Problem to work on:
Omit every picture, then give all the entries again exactly.

Provided material:
──────────

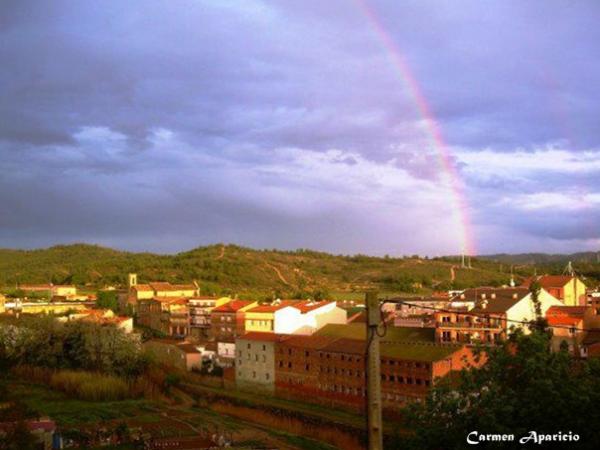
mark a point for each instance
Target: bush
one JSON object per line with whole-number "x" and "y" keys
{"x": 90, "y": 386}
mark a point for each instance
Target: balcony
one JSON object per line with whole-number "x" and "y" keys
{"x": 471, "y": 325}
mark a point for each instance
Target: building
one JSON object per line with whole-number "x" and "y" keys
{"x": 17, "y": 306}
{"x": 227, "y": 324}
{"x": 569, "y": 326}
{"x": 160, "y": 289}
{"x": 314, "y": 315}
{"x": 200, "y": 309}
{"x": 330, "y": 370}
{"x": 293, "y": 316}
{"x": 494, "y": 312}
{"x": 255, "y": 361}
{"x": 178, "y": 354}
{"x": 392, "y": 334}
{"x": 168, "y": 315}
{"x": 568, "y": 289}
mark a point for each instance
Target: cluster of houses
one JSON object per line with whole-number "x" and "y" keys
{"x": 315, "y": 350}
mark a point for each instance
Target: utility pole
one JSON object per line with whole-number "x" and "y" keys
{"x": 374, "y": 421}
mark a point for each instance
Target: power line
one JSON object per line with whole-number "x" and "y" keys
{"x": 452, "y": 311}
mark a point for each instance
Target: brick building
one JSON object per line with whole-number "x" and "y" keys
{"x": 165, "y": 314}
{"x": 495, "y": 311}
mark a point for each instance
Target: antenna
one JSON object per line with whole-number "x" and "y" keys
{"x": 569, "y": 269}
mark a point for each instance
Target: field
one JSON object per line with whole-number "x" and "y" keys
{"x": 155, "y": 419}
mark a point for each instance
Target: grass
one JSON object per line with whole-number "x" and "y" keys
{"x": 68, "y": 411}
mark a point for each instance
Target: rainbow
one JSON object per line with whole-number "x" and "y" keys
{"x": 452, "y": 177}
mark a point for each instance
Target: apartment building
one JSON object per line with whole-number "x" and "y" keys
{"x": 255, "y": 361}
{"x": 495, "y": 311}
{"x": 570, "y": 290}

──────────

The result:
mark a point for each instance
Target: bush
one JSON object per line with whole-number "x" and "y" keys
{"x": 90, "y": 386}
mark a point for each instance
Target: balcony
one JSON object per line with whole-number "x" and "y" keys
{"x": 471, "y": 325}
mark a point for each instance
Target: building
one JSON object per line with whole-number "x" and "y" keys
{"x": 17, "y": 306}
{"x": 227, "y": 324}
{"x": 569, "y": 326}
{"x": 160, "y": 289}
{"x": 314, "y": 315}
{"x": 200, "y": 309}
{"x": 330, "y": 370}
{"x": 293, "y": 316}
{"x": 494, "y": 312}
{"x": 255, "y": 361}
{"x": 178, "y": 354}
{"x": 392, "y": 334}
{"x": 168, "y": 315}
{"x": 568, "y": 289}
mark a point for each instance
Target: cluster of houses
one JSON object per line with whole-number "x" and "y" keys
{"x": 315, "y": 350}
mark a point for each instance
Target: utility pole
one JSON object per line with whole-number "x" and "y" keys
{"x": 374, "y": 421}
mark a point for each instance
Target: power line
one JSON object per line with whole-number "x" and "y" keys
{"x": 452, "y": 311}
mark a point for each instance
Target: brick building
one JSON object per line with whole-number "x" and "y" keys
{"x": 165, "y": 314}
{"x": 495, "y": 311}
mark a point for each instance
Target: antenna
one JSON object per line with whole-number "x" and "y" keys
{"x": 569, "y": 269}
mark a point for each instance
Target: field
one JSON object per line with whole-number "x" and "y" keys
{"x": 155, "y": 419}
mark a point for each instance
Target: grass
one JSON object per line with whole-number "x" and "y" keys
{"x": 68, "y": 411}
mark a point for each instance
Target: rainbow
one JSON object per line with whole-number "x" and "y" keys
{"x": 452, "y": 177}
mark a point for each instance
Target: apartment building
one JSON object per line with whole-number "x" and "y" keys
{"x": 255, "y": 361}
{"x": 495, "y": 311}
{"x": 570, "y": 290}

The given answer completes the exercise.